How many of the lines below contain the word "blurred"? Reply with the number alone.
#### Exercise materials
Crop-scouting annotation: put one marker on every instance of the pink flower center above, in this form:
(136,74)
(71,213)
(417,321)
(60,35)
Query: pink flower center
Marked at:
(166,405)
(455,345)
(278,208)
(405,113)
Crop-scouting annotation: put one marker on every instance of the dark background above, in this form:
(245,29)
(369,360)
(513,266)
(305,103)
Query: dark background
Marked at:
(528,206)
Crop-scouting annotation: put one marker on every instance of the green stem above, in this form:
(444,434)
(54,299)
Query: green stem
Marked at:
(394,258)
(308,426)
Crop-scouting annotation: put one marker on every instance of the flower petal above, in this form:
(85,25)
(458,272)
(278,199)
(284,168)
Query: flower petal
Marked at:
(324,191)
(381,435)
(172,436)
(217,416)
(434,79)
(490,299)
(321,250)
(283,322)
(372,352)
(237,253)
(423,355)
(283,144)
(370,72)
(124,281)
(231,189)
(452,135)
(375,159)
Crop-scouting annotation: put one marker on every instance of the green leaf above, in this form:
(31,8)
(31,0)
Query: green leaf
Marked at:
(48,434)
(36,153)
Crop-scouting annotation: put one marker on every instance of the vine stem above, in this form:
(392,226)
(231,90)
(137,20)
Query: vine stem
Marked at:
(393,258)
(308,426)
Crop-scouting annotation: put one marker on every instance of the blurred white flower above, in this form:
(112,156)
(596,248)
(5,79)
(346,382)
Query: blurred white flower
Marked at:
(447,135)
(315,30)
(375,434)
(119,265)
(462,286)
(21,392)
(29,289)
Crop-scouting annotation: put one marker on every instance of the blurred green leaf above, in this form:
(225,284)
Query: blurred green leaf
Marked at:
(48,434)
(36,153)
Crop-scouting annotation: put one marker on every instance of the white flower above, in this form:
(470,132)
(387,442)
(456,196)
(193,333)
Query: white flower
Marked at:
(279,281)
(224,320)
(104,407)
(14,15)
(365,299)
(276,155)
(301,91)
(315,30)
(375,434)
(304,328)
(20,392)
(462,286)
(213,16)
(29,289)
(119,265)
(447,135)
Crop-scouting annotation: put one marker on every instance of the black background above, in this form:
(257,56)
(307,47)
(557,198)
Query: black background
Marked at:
########
#### Exercise materials
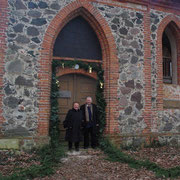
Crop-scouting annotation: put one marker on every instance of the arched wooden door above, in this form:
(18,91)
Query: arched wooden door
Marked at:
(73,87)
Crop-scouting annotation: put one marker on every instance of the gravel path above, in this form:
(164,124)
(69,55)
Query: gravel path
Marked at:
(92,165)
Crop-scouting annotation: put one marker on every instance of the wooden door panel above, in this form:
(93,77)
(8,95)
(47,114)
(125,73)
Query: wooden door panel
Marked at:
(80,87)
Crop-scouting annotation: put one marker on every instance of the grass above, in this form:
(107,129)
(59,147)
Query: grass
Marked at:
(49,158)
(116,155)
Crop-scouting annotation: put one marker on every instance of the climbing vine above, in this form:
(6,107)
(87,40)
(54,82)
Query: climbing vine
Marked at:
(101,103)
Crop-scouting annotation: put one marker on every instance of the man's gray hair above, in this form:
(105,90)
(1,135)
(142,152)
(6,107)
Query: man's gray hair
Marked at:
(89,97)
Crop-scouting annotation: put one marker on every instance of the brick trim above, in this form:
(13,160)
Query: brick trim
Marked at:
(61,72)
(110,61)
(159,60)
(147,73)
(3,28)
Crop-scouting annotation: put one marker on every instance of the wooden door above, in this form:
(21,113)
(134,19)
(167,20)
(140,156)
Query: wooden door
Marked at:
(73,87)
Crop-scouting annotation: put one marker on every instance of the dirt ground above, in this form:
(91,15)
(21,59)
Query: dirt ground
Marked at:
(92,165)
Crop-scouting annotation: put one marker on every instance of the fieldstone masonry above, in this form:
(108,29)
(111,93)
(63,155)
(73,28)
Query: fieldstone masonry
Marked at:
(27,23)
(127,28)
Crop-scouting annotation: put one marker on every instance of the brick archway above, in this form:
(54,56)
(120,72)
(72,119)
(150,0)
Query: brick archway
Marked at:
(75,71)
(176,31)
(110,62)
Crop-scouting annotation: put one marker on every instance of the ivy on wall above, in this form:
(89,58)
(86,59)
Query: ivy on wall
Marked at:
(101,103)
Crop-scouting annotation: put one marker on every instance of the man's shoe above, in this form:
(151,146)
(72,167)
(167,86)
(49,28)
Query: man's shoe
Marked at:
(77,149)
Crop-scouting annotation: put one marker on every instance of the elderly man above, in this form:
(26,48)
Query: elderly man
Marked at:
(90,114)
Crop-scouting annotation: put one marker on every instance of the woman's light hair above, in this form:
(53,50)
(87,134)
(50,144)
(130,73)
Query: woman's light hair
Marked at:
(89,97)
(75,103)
########
#### Exercise materials
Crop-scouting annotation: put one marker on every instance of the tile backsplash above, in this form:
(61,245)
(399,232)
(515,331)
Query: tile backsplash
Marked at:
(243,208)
########
* _Answer to this problem_
4